───── Data provided ─────

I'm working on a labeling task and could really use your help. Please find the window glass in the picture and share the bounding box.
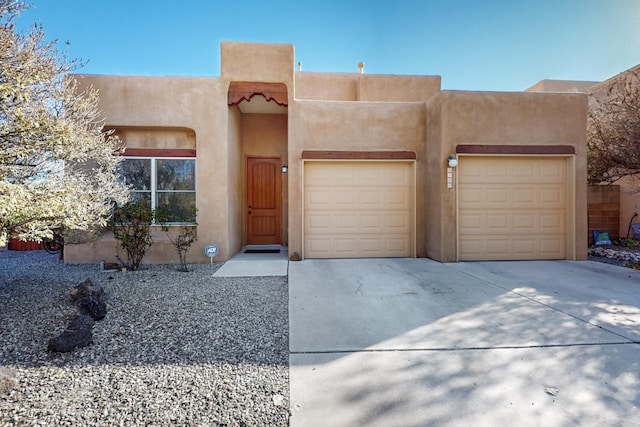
[120,159,151,191]
[120,158,196,222]
[156,191,196,222]
[156,159,196,191]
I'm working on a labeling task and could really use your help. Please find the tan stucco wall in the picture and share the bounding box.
[525,80,600,93]
[67,42,587,262]
[427,91,587,262]
[295,72,440,102]
[295,71,358,101]
[71,75,231,263]
[288,101,426,256]
[220,42,294,90]
[358,74,440,102]
[616,177,640,237]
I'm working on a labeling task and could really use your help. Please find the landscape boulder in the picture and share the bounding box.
[70,278,104,302]
[47,314,95,353]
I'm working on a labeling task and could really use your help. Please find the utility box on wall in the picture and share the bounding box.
[587,185,620,245]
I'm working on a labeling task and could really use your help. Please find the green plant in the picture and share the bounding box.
[156,207,198,271]
[620,238,640,248]
[111,200,154,271]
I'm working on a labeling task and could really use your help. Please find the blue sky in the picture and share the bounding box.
[17,0,640,91]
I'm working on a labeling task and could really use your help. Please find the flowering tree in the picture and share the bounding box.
[0,0,128,246]
[587,67,640,191]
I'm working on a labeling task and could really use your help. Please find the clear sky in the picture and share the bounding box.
[12,0,640,91]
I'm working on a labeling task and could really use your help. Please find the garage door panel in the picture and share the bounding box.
[304,161,413,258]
[458,157,567,260]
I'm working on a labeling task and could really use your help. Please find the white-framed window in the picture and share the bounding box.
[120,157,196,223]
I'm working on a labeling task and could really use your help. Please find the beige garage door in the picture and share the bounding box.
[304,161,414,258]
[458,156,567,260]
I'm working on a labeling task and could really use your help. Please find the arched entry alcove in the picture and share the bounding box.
[228,82,288,249]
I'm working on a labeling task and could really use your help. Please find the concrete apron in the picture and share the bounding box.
[213,245,289,277]
[289,259,640,426]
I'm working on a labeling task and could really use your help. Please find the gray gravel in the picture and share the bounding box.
[0,251,289,426]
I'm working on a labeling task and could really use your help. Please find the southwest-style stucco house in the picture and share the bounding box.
[65,42,587,263]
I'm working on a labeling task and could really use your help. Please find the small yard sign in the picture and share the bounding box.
[204,243,218,262]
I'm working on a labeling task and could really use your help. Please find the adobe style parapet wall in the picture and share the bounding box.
[295,72,441,102]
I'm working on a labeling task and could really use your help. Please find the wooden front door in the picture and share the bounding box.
[246,157,282,245]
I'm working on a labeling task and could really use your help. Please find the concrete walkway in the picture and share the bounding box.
[289,259,640,427]
[213,245,289,277]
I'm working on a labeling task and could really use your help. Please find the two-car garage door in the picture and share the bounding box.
[304,161,415,258]
[458,156,569,261]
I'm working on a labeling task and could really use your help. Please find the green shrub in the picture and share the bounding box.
[156,207,198,271]
[620,239,640,248]
[111,200,154,271]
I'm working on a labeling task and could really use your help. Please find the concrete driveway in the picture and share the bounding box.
[289,259,640,427]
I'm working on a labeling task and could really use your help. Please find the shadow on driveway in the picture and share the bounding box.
[289,259,640,426]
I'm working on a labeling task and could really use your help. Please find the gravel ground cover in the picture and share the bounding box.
[0,251,289,426]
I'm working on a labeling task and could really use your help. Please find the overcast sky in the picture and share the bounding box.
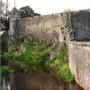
[2,0,90,15]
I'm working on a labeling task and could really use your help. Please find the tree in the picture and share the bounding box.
[19,6,40,18]
[0,0,4,17]
[0,0,9,30]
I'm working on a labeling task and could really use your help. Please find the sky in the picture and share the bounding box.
[2,0,90,15]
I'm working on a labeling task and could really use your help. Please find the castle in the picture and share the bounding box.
[9,8,90,90]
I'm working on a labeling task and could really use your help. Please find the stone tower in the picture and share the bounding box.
[9,7,20,36]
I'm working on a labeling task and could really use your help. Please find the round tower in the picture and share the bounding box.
[9,7,20,35]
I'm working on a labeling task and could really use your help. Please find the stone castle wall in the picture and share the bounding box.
[9,10,90,90]
[68,42,90,90]
[70,10,90,41]
[16,13,66,43]
[12,10,90,42]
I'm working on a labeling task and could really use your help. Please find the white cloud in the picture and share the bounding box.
[4,0,90,14]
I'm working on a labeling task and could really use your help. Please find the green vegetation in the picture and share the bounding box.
[2,37,74,82]
[0,66,14,81]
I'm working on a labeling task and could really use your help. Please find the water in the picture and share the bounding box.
[11,72,83,90]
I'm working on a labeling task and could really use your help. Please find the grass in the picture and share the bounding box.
[1,34,74,83]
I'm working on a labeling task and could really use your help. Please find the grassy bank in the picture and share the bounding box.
[1,37,74,83]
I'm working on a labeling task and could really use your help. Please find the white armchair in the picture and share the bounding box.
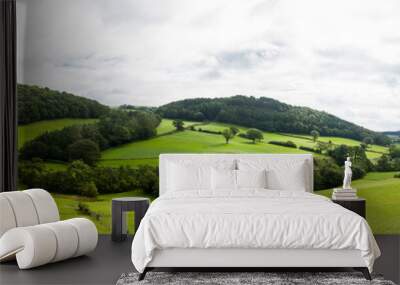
[0,189,98,269]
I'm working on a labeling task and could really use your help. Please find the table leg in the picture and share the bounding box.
[135,203,149,233]
[111,203,124,241]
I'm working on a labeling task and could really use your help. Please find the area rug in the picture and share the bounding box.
[117,272,395,285]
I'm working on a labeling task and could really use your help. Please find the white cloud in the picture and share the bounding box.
[17,0,400,130]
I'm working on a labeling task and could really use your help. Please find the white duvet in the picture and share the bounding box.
[132,189,380,272]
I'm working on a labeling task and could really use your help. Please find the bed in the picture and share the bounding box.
[132,154,380,280]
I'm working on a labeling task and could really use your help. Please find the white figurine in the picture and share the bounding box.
[343,157,353,189]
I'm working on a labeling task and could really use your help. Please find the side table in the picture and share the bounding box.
[111,197,150,241]
[332,198,366,218]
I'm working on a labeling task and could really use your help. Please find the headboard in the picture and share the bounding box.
[159,154,314,196]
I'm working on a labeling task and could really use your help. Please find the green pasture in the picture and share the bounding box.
[18,119,97,148]
[316,172,400,234]
[157,119,200,135]
[195,122,388,159]
[53,190,153,234]
[100,130,307,165]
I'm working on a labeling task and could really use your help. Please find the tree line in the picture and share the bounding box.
[157,95,391,145]
[17,84,110,124]
[18,158,158,197]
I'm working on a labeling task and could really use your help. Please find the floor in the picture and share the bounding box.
[0,235,400,285]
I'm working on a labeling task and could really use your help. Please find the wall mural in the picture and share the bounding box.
[17,0,400,234]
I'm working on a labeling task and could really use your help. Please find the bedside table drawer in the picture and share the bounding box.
[332,198,366,218]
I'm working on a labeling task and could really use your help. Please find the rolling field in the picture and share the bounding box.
[157,119,199,135]
[100,130,306,166]
[18,119,387,170]
[316,172,400,234]
[53,172,400,234]
[18,119,400,234]
[52,191,153,234]
[100,119,386,167]
[18,119,97,149]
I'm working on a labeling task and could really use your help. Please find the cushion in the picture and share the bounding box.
[1,191,39,227]
[238,158,310,191]
[23,189,60,224]
[167,163,211,191]
[236,169,268,189]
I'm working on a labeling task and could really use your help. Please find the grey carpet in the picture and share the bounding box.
[117,272,395,285]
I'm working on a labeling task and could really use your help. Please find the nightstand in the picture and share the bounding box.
[111,197,150,241]
[332,198,366,218]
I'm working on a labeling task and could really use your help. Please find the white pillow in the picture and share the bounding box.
[238,158,310,191]
[211,168,236,191]
[167,163,211,191]
[267,163,308,192]
[236,169,268,189]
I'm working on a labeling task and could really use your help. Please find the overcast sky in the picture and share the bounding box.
[17,0,400,131]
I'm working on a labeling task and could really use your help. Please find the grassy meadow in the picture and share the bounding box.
[53,172,400,234]
[18,116,400,234]
[52,190,153,234]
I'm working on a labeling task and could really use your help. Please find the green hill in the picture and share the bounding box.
[157,95,390,145]
[17,84,109,124]
[18,118,98,148]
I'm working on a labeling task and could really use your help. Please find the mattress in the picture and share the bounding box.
[132,189,380,272]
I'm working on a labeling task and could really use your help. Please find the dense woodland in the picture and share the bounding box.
[157,95,391,145]
[17,84,109,124]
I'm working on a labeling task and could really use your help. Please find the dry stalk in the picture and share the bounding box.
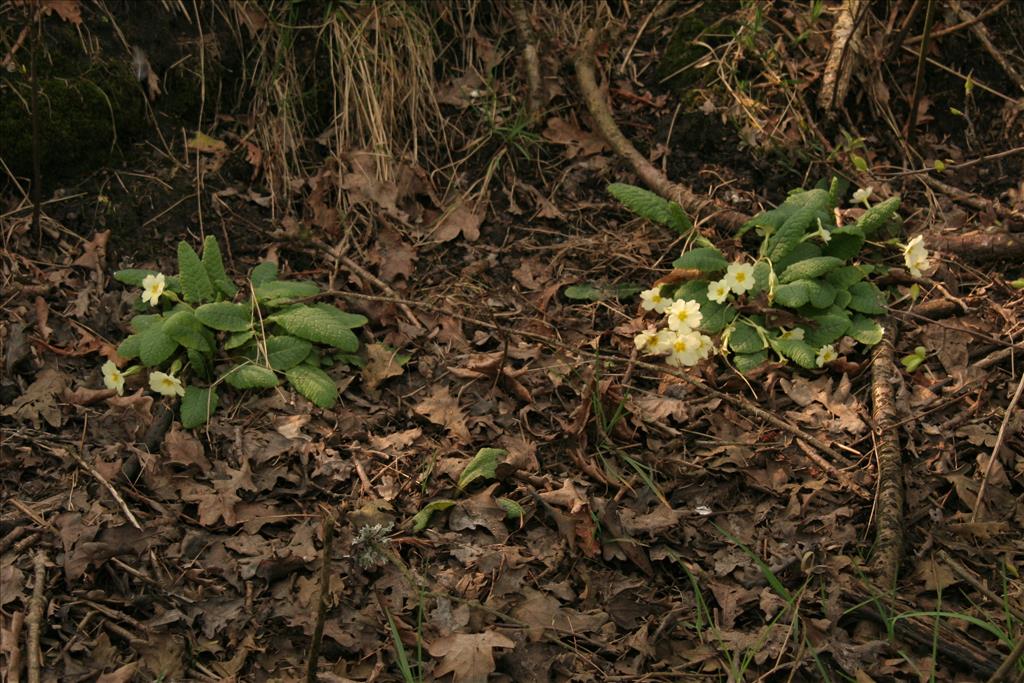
[25,550,46,683]
[574,29,749,231]
[971,373,1024,524]
[818,0,867,116]
[306,506,336,683]
[871,318,903,590]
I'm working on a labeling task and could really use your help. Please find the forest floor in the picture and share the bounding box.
[0,2,1024,683]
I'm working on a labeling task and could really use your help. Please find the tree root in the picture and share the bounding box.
[574,29,750,231]
[818,0,867,116]
[871,318,903,590]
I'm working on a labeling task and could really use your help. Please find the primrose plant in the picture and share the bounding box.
[608,180,931,373]
[102,238,367,429]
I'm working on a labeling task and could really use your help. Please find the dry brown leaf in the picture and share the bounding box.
[427,629,515,683]
[413,385,469,443]
[361,344,406,391]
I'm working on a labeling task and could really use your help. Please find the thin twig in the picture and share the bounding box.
[25,550,46,683]
[306,506,335,683]
[971,372,1024,524]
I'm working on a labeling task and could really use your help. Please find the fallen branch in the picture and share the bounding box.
[871,318,903,590]
[25,550,46,683]
[971,373,1024,524]
[818,0,867,116]
[574,29,749,231]
[512,0,544,124]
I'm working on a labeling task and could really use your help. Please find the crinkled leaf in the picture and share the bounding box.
[267,305,367,353]
[249,261,278,287]
[164,310,213,353]
[847,282,886,315]
[197,236,239,298]
[771,339,818,370]
[196,301,253,332]
[255,280,319,305]
[178,240,213,303]
[413,498,455,533]
[856,195,900,237]
[266,335,313,372]
[846,315,885,346]
[459,449,508,488]
[222,362,278,389]
[775,280,811,308]
[285,364,338,409]
[778,256,843,285]
[729,322,765,354]
[672,247,729,272]
[804,313,850,348]
[180,384,220,429]
[138,325,178,368]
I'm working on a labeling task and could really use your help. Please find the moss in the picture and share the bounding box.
[0,23,146,187]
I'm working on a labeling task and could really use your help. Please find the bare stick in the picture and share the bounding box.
[306,506,335,683]
[60,449,142,531]
[512,0,544,123]
[818,0,866,115]
[871,318,903,590]
[971,373,1024,524]
[25,550,46,683]
[575,29,749,231]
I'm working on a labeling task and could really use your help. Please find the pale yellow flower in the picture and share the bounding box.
[142,272,167,306]
[100,360,125,396]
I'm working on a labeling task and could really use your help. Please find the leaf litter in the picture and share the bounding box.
[0,4,1024,682]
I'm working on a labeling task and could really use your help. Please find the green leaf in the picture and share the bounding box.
[608,182,692,232]
[164,310,213,353]
[459,449,509,488]
[775,280,811,308]
[413,498,455,533]
[221,362,278,389]
[729,322,765,354]
[562,283,643,301]
[778,256,843,285]
[855,195,900,237]
[224,330,256,351]
[178,241,213,303]
[846,315,885,346]
[128,313,164,332]
[804,280,836,308]
[249,261,278,287]
[197,236,239,299]
[495,498,524,519]
[672,247,729,272]
[771,339,818,370]
[825,265,865,290]
[118,335,142,360]
[267,304,367,353]
[266,335,313,372]
[181,384,219,429]
[732,350,768,375]
[255,280,319,306]
[196,301,253,332]
[285,364,338,409]
[772,242,821,273]
[821,225,864,261]
[847,282,886,315]
[804,313,850,355]
[138,325,178,368]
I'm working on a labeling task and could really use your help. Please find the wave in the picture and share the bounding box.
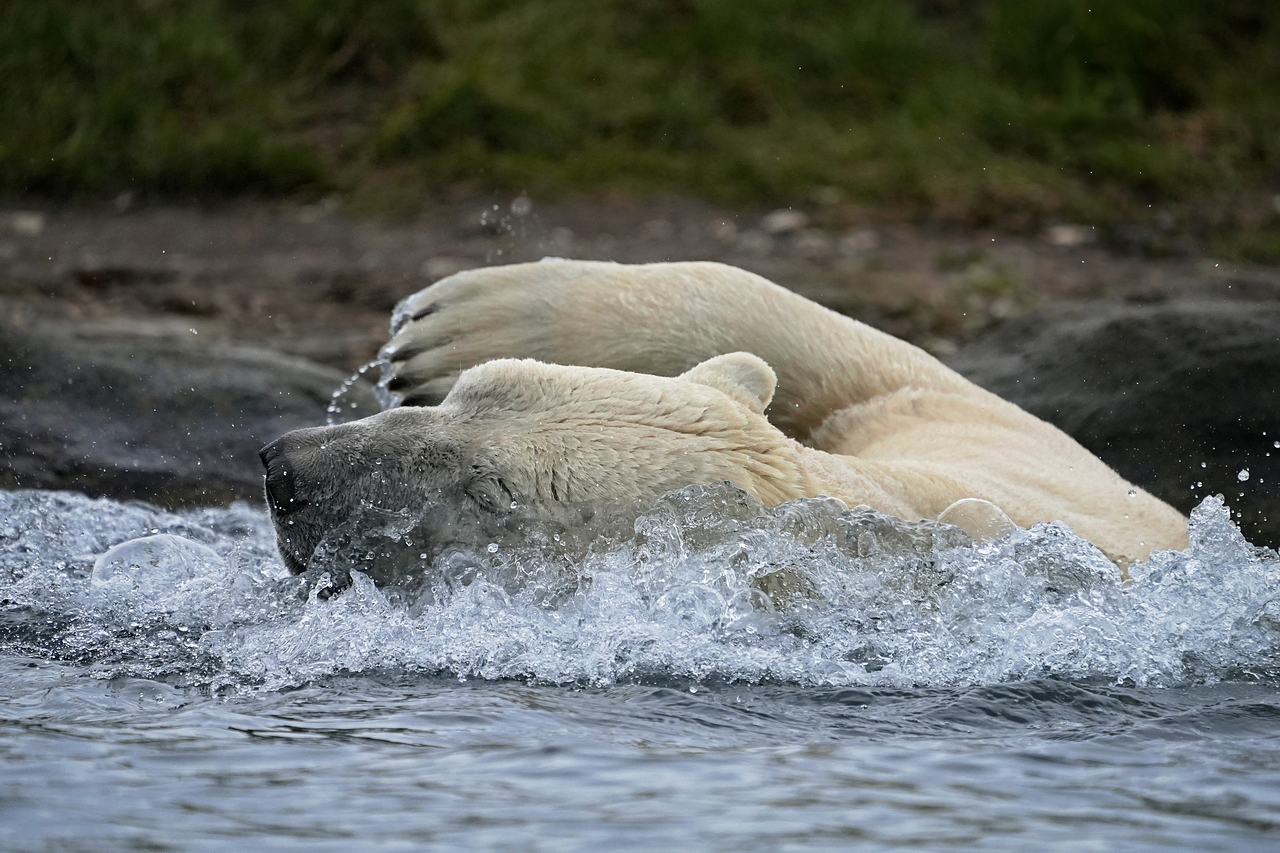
[0,487,1280,692]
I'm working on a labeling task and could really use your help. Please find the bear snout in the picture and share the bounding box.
[257,437,306,515]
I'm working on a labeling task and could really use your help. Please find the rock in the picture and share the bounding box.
[947,300,1280,546]
[760,207,809,237]
[0,317,378,508]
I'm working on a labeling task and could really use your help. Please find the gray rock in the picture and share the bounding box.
[0,317,378,507]
[947,301,1280,546]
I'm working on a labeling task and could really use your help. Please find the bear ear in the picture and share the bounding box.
[680,352,778,415]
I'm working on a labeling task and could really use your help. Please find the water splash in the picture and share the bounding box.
[0,488,1280,690]
[324,359,384,427]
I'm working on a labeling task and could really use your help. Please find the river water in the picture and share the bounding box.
[0,489,1280,852]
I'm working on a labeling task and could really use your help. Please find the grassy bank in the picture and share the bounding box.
[0,0,1280,252]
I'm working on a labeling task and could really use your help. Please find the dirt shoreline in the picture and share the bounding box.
[0,195,1280,370]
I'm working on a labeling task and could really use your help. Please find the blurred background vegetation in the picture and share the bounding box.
[0,0,1280,261]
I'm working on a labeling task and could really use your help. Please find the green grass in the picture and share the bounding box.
[0,0,1280,233]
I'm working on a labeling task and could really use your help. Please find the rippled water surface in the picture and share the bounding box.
[0,489,1280,850]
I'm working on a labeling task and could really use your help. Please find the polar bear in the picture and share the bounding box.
[262,261,1187,591]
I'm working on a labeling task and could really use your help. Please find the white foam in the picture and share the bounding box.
[0,488,1280,689]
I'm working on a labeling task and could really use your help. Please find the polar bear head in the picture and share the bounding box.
[261,352,803,574]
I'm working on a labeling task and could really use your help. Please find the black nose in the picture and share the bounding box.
[257,438,306,515]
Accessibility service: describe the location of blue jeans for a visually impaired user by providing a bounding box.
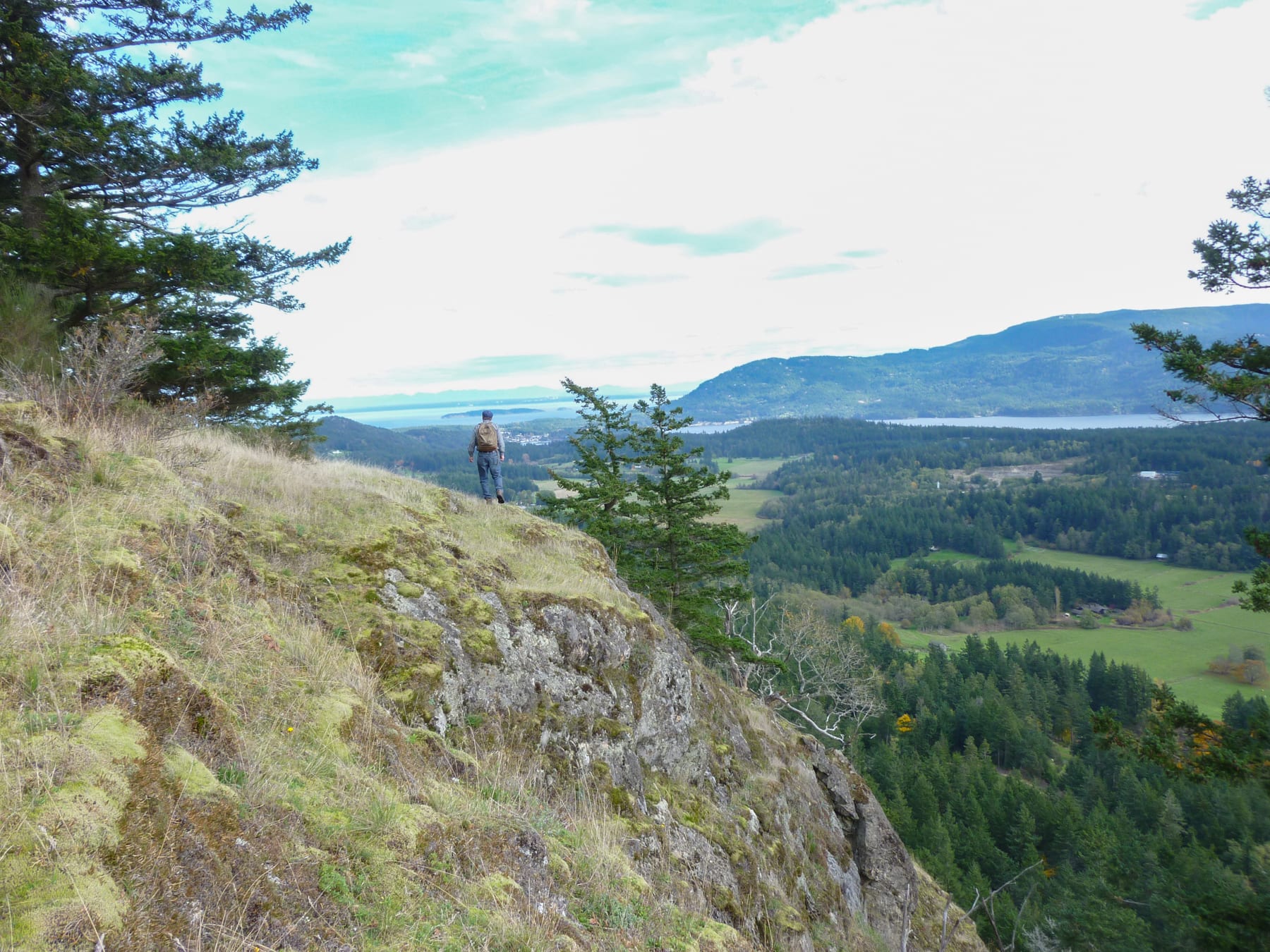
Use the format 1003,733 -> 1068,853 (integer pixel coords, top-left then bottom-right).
476,451 -> 503,499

─────

▶ Task prompt
Rewrite the stretch of lines from the one containing "find the gravel" through the one containing "[11,72,83,90]" as a numbered list, skipping any blank lines. Leave the pictures out of the list.

▶ Answer for the task
1. I'm working on a labeling task and could really use your help. Please find the gravel ground cover in the picture and share the bounding box.
2. [0,251,289,426]
3. I'm working on a labeling task and could really use your help. Please find the overcast sky in the picture and share the bounding box.
4. [2,0,90,15]
5. I'm working on a labeling task and could really use your help. Please find the tree in the picture and share the bounding box.
6. [19,6,40,18]
7. [0,0,4,17]
8. [0,0,9,30]
9. I'm working on a labeling task and could really use your help. Please find the sky in the picture and share the bounding box.
10. [2,0,90,15]
11. I'm working on a labeling task and could really use your help. Please find the castle in the picture and share the bounding box.
12. [9,8,90,90]
13. I'm working on a labeling task and could really use your help. Please find the stone tower in the picture and share the bounding box.
14. [9,7,20,36]
15. I'm working on a labeling task and could really use your help. Please find the round tower in the picture and share the bounding box.
16. [9,7,20,35]
17. I'm working on a labeling task and could really use your help. Please find the stone castle wall in the picture and share the bounding box.
18. [9,10,90,90]
19. [68,42,90,90]
20. [70,10,90,41]
21. [16,13,66,43]
22. [12,10,90,42]
23. I'm working on a labeling task and could really use your help. Please find the white cloud in the picture and share the bounding box.
24. [4,0,90,14]
25. I'm working on a labeling task and could really use your help. Please find the green vegetation in the picture and share the bounding box.
26. [2,37,74,82]
27. [0,66,14,81]
28. I'm working on a labeling task and could really use your help. Please find the water in the picture and share the bounding box.
29. [11,72,83,90]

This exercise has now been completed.